** Extract **
+---+
Your research paper should be based on computations at the IPUMS site.   The paper should be organized as the text, followed by the references, followed by the tables, with each table on a separate page.  You should construct four to six tables, each of which represents a different combination of variables.  Do not insert tables into the main text.  Please number all pages, and make sure that your name is on the first page.
The text should consist of four sections: Introduction, Background, Results, and Conclusion
If you are working together, the requirements for numbers of tables scales up according to the number of people in your team.
The Introduction should explain the overall focus of the paper and specify the questions that you are interested in.  
The Backgroundsection that provides whatever information from other published sources you think may be necessary to help a reader understand the object of your study.  For example, if your tables focus on comparison of different ethnic groups, you might provide a brief history of each group’s history in the United States that focuses on features relevant to the analysis.  If you are comparing several major cities, you might want to mention key features of each relevant to your analyses. 
A Results section that discusses the tables one by one, and interprets their contents in light of hypotheses or theories in the introduction.  The tables should be numbered consecutively, and referred to in the text as Table 1, Table 2 etc. 
The Conclusion reviews the most interesting results in the paper and suggests further work.  

Tables
Each of the tables should examine relationships among a distinct set of variables.  In other words, the tables should not be repetitions of the same basic tabulation but with different filters.  At least two tables should make use of ACS data, which are annual starting in 2001.  At least two tables should make use of Decennial Census data.  You may also use the Current Population Survey (CPS) data at the IPUMS site.  It tends to have much richer detail on employment and so forth.   
For your tables, you may also use General Social Survey (GSS) data, which is available at a different website (http://sda.berkeley.edu/cgi-bin/hsda?harcsda+gss10) but can be analyzed via a web interface like the one that you are already familiar with at IPUMS.  The GSS includes questions on topics like religion, political views, and so forth that are not covered in the Census.  Keep in mind that if you want to use the GSS, the tables you create should have something to do with demographic behavior, broadly defined.
+---+
Stored items:
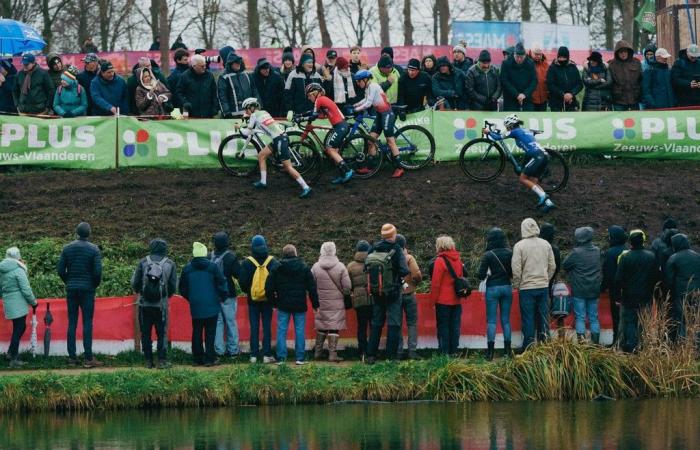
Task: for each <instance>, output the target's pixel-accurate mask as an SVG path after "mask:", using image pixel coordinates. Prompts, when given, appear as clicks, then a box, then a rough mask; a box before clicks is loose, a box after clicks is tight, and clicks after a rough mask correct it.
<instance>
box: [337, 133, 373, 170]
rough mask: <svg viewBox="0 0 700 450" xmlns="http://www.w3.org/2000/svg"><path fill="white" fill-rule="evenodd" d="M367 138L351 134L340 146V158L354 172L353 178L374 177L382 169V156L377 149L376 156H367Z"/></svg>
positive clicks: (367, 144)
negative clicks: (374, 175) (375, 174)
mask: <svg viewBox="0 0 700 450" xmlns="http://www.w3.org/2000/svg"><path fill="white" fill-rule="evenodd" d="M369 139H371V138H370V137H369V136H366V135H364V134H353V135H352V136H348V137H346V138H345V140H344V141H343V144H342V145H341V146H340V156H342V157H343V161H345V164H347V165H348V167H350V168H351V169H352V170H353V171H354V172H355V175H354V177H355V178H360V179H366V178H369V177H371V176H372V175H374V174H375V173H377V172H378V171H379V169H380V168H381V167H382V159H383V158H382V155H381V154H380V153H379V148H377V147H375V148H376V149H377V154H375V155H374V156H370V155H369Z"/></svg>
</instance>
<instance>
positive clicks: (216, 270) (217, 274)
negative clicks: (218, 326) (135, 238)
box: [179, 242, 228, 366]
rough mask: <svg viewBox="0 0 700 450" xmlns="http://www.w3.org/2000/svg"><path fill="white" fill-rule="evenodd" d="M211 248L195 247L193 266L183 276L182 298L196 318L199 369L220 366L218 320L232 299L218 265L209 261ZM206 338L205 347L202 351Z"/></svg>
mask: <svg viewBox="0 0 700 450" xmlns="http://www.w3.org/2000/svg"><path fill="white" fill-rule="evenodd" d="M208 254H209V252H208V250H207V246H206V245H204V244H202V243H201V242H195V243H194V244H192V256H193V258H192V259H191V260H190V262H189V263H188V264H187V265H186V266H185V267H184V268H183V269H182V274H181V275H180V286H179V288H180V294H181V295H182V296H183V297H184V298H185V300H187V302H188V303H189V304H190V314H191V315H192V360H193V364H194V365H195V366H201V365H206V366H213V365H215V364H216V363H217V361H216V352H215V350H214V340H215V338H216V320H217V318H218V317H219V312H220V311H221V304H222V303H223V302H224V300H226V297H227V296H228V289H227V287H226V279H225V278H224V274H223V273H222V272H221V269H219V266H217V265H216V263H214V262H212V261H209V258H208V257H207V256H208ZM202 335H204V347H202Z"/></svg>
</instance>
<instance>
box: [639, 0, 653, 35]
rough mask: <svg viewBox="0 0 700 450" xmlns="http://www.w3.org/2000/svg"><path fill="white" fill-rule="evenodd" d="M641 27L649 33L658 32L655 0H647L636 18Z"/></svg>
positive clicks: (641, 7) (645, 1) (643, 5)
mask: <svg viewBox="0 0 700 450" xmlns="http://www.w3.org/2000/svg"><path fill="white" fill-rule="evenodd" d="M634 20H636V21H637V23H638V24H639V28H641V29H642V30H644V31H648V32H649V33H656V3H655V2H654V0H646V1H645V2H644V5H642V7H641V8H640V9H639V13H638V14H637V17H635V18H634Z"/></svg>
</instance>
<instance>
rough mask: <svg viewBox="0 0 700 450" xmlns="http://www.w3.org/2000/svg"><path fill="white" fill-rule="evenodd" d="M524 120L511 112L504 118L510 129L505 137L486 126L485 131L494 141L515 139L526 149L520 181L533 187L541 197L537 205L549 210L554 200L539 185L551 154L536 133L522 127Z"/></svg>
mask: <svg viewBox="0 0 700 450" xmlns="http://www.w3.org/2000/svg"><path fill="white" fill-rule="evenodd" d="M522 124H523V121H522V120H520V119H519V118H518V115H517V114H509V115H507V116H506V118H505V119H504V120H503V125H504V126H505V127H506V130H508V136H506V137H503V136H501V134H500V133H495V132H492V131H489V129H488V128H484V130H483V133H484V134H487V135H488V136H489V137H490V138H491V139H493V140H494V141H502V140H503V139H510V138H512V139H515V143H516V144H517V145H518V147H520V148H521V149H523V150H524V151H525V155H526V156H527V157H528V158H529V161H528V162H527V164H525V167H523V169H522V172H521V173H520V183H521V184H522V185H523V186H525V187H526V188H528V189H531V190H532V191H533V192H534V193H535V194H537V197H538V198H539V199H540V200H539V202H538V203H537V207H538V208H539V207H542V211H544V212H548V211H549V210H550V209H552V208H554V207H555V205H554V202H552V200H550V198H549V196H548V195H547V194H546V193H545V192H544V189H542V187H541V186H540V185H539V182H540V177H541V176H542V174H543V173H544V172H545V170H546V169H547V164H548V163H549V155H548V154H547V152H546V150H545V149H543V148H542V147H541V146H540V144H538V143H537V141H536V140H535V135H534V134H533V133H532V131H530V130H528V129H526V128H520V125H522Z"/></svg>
+---+
** Request 1 **
Set down, word for word, the part of the research paper guidelines between "A Results section" and "Table 2 etc.", inclusive.
** Request 2 **
Take the research paper guidelines further, picking up after their final sentence.

** Exercise response 1 **
A Results section that discusses the tables one by one, and interprets their contents in light of hypotheses or theories in the introduction.  The tables should be numbered consecutively, and referred to in the text as Table 1, Table 2 etc.

** Exercise response 2 **
Each table should also have a self-explanatory title, and the row and column headings should be sufficient to allow a reader to interpret the table without referring to the text.  Please format the tables so that there are no vertical lines, and only four horizontal lines: one between the title and the column headings, one between the column headings and the table contents, one between the table contents and the totals row, and one at the bottom.  Basically the table should be formatted like the ones you see in the papers in the assigned reading.  You will notice that in publications, tables almost never have vertical lines, and generally have a limited number of horizontal lines.  The tables should not be copied and pasted directly from the site, but rather should be prepared to look like they were publication quality, following the guidelines above.
The tables may be frequencies or cross-tabulations, or you may take advantage of some of the other analytic tools available at the site.  You are most likely to find the comparison of means tool (http://sda.usa.ipums.org/cgi-bin/sdaweb/hsda?harcsda+1850-2009) the most useful.   This allows you to calculate the mean of one variable for different combinations of other variables.  For example, you could calculate mean income (INCTOT) for different combinations of RACE and YEAR.  If you are more adventurous, you may try using the correlation or regression tools, but these can take a long time.
In constructing your tables, make sure to filter observations correctly to make sure the ones you include are relevant.   Depending on what  analysis you are doing, you may want to use a filter to restrict to particular ages, or people with particular characteristics.  You may also want to use recode for variables like age that take on many values, instead of having a separate row or column for each age (1,2,3, etc.) you just have a limited number of age groups (1-9, 10-19, etc.).  You will also need to pay attention to handling situations where there are codes for a variable that indicate that the information was missing.  Normally you will want to exclude these from your analysis.
Demographic and Socioeconomic Characteristics to Treat as Outcomes/Dependent Variables

Basic demographic and socioeconomic variables available in most of the decennial Censuses that you might want to consider as outcomes (dependent variables) include but are not limited to:
  • Current marital status (MARST)
  • Number of children born (CHBORN)
  • Age at first marriage (AGEMARR)

·         Of course if you have found another variable that you are interested in, you are welcome to use that.  Some of you have mentioned school enrollment, home ownership, type of school, health insurance, and so forth.
The ACS also includes a rich set of demographic variables that could be used as outcomes.  The ACS are the data that show up annually since 2000 for 2001, 2002, 2003 etc.  The most interesting relevant to the class are some variables for very recent years that indicate whether certain events have occurred in the last year, and could be the basis of the calculation of rates, as opposed to percentages:
  • Children born within the last year (FERTYR)
  •  Married, divorced or widowed within the last year (MARRINYR, DIVINYR, WID INYR).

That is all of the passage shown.